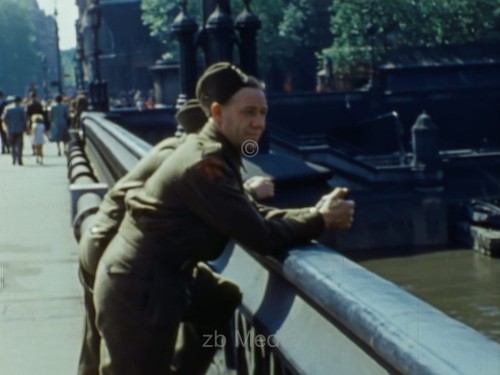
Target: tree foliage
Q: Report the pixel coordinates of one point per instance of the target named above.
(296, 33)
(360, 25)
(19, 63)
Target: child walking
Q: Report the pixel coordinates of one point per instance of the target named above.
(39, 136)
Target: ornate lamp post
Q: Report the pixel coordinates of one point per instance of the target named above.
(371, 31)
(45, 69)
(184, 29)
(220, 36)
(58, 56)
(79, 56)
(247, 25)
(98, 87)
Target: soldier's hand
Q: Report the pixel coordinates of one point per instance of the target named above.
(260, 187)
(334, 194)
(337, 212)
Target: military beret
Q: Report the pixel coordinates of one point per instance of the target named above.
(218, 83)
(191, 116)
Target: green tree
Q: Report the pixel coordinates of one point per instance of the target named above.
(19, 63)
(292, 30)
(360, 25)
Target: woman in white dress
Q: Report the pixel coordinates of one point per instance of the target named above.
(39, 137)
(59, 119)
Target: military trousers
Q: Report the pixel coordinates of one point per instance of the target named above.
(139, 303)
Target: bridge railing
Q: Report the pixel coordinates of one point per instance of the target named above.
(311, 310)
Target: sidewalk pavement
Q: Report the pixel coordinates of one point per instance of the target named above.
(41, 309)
- - - - -
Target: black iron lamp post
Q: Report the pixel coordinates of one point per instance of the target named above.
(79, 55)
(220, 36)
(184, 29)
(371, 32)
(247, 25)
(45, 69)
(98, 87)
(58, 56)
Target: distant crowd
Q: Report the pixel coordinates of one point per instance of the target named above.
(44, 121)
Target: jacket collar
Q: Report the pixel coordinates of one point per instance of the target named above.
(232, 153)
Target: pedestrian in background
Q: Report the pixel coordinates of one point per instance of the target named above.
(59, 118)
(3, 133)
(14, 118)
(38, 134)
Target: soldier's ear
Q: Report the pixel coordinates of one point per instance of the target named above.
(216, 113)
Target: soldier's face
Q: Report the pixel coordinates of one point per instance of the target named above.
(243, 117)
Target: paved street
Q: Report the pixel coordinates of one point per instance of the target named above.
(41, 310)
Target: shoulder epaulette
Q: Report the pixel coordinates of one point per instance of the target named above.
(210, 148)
- - - - -
Task statement: Go through both blocks of entries above and copy out every line that contains the word "post".

Solved problem:
Target: ornate lamp post
Target: black iron lamp post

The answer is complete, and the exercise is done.